Aim - List every line in the material below that contains the string "dusting".
——
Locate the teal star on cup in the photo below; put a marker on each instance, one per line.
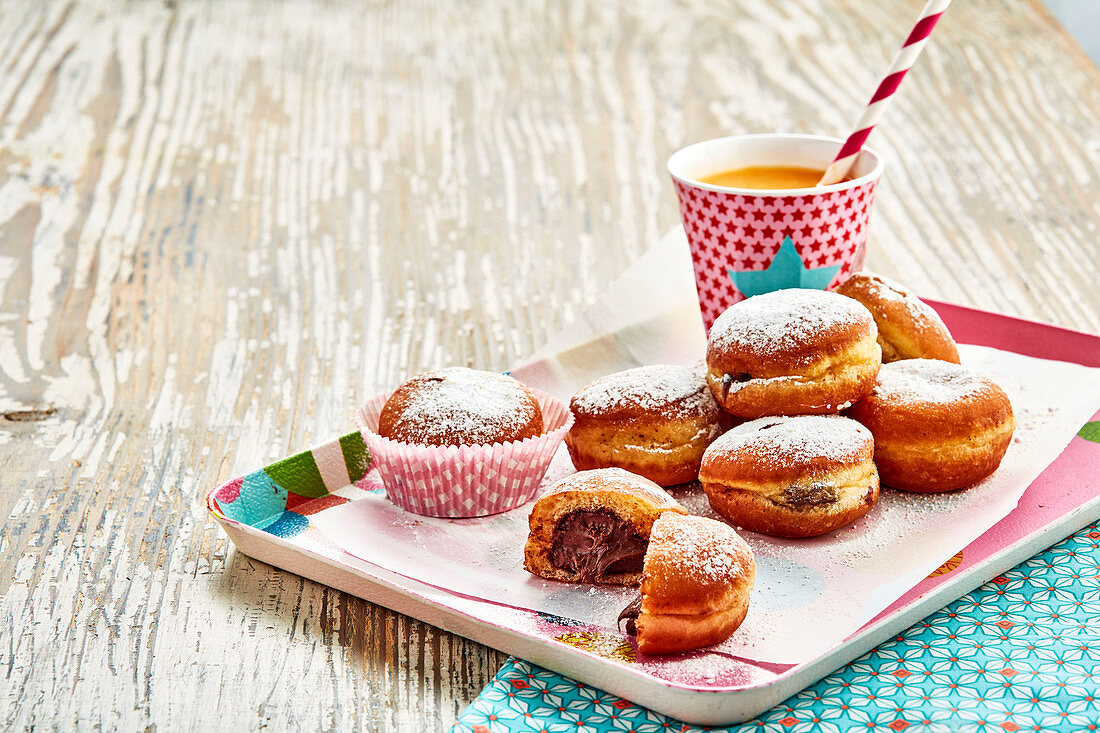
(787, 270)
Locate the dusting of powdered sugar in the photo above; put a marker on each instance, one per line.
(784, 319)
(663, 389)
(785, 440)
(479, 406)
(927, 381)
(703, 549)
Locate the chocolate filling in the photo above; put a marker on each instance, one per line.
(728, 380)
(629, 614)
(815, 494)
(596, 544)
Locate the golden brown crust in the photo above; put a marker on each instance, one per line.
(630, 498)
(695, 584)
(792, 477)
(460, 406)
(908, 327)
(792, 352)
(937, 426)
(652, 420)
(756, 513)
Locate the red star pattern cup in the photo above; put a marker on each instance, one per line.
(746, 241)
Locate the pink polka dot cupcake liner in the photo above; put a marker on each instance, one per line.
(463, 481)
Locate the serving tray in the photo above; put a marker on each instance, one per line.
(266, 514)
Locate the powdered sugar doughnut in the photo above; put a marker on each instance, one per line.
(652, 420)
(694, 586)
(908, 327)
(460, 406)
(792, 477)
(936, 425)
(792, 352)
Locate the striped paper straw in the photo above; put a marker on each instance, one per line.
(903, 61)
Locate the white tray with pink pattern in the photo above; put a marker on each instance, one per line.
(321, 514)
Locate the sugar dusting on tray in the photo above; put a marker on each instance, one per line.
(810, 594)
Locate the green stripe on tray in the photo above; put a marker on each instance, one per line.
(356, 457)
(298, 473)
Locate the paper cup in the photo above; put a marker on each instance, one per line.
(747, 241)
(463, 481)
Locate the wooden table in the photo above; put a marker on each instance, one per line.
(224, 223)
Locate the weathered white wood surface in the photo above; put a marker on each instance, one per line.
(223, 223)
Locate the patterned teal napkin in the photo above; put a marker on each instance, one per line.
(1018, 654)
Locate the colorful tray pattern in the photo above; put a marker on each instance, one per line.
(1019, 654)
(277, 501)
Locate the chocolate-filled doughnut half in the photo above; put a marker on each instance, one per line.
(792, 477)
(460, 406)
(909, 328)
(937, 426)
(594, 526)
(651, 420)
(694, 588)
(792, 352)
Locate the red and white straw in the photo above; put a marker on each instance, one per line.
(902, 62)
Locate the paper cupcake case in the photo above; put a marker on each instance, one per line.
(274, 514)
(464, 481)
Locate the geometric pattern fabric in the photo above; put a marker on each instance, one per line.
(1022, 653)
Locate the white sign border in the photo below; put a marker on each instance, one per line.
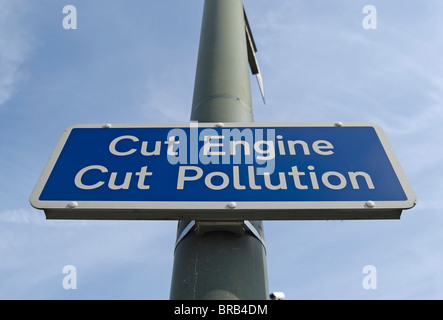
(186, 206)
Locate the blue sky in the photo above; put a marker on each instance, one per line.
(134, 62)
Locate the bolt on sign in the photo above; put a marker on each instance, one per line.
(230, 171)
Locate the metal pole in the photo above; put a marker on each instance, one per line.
——
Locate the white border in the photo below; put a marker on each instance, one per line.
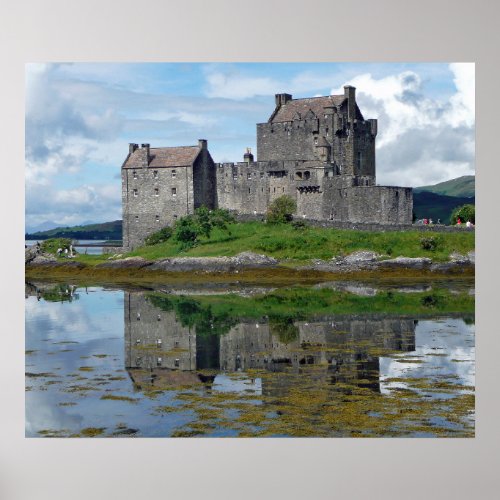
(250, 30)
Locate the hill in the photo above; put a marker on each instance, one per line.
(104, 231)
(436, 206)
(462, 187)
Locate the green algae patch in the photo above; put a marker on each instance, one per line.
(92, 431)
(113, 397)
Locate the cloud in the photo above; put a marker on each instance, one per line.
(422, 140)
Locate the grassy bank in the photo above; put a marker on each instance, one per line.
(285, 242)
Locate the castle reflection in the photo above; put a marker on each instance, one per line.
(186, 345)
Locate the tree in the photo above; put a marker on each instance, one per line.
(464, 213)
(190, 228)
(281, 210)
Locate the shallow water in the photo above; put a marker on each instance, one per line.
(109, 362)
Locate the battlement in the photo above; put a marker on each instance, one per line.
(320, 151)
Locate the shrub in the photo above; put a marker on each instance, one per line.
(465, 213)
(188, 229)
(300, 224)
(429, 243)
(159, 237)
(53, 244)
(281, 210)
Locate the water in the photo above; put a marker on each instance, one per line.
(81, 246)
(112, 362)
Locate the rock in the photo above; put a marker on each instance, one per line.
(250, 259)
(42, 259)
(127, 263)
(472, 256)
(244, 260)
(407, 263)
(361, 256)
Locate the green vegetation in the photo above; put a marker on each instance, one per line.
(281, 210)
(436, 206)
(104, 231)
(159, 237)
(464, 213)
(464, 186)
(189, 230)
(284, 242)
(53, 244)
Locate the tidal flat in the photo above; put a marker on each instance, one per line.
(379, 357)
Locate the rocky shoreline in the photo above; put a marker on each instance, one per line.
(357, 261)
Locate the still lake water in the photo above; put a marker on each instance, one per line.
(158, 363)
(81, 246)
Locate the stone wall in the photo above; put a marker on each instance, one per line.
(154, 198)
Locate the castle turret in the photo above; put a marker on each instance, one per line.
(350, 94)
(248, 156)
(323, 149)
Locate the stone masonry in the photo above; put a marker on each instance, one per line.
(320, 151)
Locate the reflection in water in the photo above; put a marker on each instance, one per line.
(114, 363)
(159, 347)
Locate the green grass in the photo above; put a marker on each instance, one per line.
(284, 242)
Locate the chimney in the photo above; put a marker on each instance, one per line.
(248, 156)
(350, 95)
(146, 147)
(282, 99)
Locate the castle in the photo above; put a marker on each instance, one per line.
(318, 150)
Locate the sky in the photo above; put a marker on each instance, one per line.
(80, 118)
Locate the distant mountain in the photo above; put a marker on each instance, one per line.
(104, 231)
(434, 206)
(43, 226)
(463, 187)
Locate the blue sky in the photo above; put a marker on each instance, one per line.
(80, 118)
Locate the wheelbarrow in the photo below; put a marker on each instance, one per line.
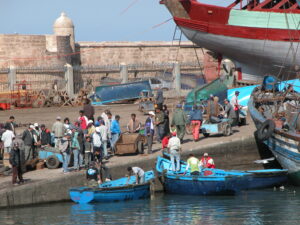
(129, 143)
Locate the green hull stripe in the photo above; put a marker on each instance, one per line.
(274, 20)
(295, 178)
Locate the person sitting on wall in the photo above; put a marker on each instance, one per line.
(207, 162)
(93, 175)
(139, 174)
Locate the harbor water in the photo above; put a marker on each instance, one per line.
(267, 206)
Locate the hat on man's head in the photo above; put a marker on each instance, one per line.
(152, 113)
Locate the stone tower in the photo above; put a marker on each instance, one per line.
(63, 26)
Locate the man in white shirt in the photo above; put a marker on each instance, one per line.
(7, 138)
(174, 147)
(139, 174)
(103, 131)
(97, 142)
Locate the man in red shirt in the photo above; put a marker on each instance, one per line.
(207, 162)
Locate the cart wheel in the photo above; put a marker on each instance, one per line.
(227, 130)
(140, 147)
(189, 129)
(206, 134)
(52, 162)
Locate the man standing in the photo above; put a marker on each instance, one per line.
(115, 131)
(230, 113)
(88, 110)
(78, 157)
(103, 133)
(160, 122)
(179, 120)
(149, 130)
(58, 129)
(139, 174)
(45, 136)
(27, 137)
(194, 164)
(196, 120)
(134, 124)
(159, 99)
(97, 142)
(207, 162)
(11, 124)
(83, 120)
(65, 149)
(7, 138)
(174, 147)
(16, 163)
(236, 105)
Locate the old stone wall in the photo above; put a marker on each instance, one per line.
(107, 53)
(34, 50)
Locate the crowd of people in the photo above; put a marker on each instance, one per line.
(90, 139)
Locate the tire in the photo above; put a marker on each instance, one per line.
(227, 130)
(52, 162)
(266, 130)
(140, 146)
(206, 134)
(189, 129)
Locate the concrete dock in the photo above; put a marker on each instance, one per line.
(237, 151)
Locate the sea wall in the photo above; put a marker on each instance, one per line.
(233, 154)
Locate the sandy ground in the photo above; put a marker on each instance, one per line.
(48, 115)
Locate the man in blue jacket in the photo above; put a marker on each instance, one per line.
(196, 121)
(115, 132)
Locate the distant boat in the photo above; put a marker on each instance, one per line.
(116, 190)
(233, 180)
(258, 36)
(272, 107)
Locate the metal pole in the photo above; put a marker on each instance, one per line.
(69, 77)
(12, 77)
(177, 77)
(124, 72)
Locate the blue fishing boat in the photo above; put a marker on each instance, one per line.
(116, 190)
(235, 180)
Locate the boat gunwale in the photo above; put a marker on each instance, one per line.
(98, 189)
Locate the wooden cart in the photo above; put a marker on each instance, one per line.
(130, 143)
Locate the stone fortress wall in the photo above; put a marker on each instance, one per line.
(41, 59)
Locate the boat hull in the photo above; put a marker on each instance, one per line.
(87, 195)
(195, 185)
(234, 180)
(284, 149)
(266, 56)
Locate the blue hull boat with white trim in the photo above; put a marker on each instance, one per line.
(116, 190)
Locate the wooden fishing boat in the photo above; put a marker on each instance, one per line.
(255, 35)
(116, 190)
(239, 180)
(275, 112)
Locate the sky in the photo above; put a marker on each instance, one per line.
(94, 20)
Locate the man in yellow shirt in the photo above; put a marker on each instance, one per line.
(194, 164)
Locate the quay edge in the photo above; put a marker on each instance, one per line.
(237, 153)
——
Answer to this exercise -
Locate the dusting of powdered sugar in the photo above; put a marker on each instance, one per line.
Locate the sugar dusting on tray in the photo above; put a marker on each instance, one per line.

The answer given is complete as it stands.